* **What is being asked**
Select from the records below every line that has the word "dark" in it.

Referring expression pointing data

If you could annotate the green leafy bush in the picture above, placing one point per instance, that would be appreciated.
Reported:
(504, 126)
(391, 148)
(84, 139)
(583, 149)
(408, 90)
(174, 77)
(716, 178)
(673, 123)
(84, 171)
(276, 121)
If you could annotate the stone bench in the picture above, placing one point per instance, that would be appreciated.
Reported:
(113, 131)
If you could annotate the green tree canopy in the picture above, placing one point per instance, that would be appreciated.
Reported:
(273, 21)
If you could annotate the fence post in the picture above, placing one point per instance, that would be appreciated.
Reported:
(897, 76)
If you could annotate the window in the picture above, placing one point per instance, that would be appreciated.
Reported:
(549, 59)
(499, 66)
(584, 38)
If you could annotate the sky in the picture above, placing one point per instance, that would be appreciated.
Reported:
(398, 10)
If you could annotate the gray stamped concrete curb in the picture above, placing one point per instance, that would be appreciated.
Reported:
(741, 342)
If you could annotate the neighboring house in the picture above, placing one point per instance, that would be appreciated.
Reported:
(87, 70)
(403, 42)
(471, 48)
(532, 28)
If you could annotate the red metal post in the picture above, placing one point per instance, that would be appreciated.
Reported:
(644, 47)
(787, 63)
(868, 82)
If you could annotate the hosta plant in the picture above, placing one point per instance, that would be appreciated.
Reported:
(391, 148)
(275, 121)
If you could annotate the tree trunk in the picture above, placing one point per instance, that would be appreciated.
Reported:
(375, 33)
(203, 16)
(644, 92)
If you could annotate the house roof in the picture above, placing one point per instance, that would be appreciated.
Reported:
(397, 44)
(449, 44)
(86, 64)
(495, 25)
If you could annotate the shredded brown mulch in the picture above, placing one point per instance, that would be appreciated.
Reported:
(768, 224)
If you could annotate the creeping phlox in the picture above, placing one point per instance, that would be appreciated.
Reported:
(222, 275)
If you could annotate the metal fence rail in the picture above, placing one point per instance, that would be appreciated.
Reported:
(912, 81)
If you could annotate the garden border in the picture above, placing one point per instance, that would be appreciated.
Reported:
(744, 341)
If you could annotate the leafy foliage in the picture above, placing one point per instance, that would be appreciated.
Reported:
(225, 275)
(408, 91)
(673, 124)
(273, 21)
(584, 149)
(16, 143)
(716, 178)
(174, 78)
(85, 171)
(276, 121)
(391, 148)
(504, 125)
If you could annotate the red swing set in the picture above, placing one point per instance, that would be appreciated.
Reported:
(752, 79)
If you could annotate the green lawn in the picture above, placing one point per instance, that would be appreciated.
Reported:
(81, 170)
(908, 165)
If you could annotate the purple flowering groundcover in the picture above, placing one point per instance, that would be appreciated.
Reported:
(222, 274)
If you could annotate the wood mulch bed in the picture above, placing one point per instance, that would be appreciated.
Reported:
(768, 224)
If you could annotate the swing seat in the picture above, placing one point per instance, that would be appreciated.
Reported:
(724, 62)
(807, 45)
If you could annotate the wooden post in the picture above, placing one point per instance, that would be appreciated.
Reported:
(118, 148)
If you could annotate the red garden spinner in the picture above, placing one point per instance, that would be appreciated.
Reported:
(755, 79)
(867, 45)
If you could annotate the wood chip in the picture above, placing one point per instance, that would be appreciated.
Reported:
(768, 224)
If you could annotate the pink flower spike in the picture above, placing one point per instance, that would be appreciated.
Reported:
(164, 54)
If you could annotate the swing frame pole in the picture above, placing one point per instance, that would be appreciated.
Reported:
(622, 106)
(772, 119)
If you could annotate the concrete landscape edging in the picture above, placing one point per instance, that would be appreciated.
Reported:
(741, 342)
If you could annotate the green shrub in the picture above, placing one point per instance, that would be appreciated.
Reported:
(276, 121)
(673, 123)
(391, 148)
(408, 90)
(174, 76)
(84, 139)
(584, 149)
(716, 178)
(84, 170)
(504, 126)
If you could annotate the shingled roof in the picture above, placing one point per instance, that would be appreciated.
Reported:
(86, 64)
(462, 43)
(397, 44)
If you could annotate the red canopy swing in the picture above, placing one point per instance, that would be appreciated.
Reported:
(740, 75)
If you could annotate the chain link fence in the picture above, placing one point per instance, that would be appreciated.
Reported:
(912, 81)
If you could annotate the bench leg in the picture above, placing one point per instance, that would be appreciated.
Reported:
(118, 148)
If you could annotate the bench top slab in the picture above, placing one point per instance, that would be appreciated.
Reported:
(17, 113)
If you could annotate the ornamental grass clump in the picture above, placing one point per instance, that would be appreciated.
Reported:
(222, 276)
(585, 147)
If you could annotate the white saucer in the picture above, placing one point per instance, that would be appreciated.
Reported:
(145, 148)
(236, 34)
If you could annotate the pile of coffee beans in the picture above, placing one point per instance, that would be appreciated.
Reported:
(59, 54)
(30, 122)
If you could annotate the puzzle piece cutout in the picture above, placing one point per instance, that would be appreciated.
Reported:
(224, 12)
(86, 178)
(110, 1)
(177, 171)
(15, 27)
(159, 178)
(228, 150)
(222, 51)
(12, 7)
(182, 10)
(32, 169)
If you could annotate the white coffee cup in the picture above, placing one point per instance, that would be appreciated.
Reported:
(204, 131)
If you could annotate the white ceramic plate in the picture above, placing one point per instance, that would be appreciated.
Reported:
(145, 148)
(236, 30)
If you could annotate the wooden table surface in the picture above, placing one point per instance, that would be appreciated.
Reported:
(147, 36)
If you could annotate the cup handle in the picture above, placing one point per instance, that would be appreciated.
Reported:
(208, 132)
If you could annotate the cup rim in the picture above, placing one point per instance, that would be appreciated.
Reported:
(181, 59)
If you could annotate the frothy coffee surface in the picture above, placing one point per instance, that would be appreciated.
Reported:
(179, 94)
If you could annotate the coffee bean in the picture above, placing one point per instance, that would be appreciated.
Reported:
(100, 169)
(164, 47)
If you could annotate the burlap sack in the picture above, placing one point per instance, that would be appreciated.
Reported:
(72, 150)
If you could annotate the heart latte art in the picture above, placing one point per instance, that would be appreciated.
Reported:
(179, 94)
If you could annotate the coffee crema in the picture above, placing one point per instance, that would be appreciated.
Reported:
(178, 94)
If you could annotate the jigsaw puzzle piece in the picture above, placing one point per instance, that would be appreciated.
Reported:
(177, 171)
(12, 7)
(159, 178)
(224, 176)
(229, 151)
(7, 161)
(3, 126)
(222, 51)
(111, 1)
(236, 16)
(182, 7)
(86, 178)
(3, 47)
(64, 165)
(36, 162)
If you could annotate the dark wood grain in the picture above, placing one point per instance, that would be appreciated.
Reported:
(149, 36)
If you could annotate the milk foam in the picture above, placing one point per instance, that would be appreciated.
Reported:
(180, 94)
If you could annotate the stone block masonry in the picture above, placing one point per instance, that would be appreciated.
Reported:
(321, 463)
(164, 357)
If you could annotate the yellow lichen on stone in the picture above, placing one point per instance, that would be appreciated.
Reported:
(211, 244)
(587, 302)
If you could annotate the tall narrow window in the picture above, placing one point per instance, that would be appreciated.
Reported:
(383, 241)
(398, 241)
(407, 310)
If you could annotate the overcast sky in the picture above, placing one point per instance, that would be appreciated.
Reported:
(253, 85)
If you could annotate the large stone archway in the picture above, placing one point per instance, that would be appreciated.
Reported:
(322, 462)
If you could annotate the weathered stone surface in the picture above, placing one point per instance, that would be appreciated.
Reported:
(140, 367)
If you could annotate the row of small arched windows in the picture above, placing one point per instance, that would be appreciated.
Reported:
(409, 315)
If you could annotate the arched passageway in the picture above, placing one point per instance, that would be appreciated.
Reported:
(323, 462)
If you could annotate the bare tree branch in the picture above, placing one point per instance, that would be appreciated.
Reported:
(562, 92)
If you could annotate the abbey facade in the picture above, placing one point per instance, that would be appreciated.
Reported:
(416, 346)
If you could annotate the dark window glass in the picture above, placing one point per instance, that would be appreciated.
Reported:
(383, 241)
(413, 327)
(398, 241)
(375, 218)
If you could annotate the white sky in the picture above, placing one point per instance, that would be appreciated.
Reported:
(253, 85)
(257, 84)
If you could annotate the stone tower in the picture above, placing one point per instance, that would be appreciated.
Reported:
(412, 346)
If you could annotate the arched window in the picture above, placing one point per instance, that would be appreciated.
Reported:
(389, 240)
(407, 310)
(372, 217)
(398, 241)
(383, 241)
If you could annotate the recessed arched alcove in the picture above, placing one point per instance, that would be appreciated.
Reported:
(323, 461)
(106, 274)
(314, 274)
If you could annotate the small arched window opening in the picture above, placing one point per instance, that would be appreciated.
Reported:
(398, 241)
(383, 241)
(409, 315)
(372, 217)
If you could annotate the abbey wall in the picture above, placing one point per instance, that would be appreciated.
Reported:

* **Result for this exercise**
If you could annotate the dark wood grain in the picture above, placing one point per instance, that would be appreciated.
If you could annotate the dark window glass in the picture above, placing one point per instance, that would be appreciated.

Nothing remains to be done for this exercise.